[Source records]
>>>>>

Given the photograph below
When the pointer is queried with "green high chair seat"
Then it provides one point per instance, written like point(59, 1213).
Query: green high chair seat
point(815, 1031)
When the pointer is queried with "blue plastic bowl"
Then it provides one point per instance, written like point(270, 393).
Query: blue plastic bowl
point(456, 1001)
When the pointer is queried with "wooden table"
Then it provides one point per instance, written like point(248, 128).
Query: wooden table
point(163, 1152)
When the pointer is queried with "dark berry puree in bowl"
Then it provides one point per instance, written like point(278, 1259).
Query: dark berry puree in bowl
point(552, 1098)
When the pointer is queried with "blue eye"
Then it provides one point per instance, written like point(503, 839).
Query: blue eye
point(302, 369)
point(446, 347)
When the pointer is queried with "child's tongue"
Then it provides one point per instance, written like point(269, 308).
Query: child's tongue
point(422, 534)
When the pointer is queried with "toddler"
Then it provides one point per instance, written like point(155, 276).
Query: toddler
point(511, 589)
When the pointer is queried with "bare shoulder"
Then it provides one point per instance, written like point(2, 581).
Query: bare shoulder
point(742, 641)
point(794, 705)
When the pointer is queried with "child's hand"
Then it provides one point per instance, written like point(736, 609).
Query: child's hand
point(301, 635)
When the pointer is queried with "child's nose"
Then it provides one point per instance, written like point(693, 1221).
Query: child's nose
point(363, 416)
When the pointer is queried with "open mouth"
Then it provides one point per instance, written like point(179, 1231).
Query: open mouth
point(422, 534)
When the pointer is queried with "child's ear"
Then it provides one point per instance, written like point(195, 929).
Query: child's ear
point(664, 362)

<<<<<

WRITTEN PROBLEM: Can you update all the lines above so that "wooden table" becomes "kitchen table" everywhere it appears, with nothing else altered?

FINAL RESULT:
Given the photograph below
When the pointer is queried with "green high chair seat"
Then it provides one point per instance, written like point(59, 1213).
Query: green high chair seat
point(815, 1031)
When the pointer is queried with "blue plastic bowl"
Then it provides one point per instance, written like point(270, 393).
Query: blue plastic bowl
point(456, 1001)
When the pointer is queried with "kitchen table"
Then it provides one point per instance, written like point(248, 128).
Query: kitchen table
point(163, 1152)
When the pointer is queried with "dark berry puree in bowl"
Then it provides one point per instance, written like point(278, 1259).
Query: dark berry puree in bowl
point(552, 1098)
When the pointer is queried with "blue eye"
Then it provides one point per instance, written like point(503, 839).
Query: blue eye
point(302, 369)
point(446, 347)
When the pointer is queried with "child's tongue"
Then it provides one point per instance, written like point(269, 308).
Query: child's tongue
point(422, 534)
When the pointer is queried with "toddler"
Then it provides one point per instance, written like point(155, 276).
Query: toddler
point(511, 589)
When the pointer is queried with "bare shoulder"
Then it provides one point per instance, written like point(2, 581).
Query: bare shoulder
point(742, 641)
point(794, 705)
When the pointer is queried with "child's hand"
Then it provides one point per instance, written like point(736, 609).
Query: child's hand
point(301, 635)
When the pointer is queried with "child's nose"
Then it provides one point per instance, written like point(693, 1221).
Query: child's nose
point(363, 416)
When the pointer is queried with "open mouth"
Then it provides one point per instance, written like point(179, 1231).
Query: open mouth
point(422, 534)
When the pointer is queried with "child's ear"
Then it provides one point per instance, written like point(195, 929).
Query: child's ear
point(664, 362)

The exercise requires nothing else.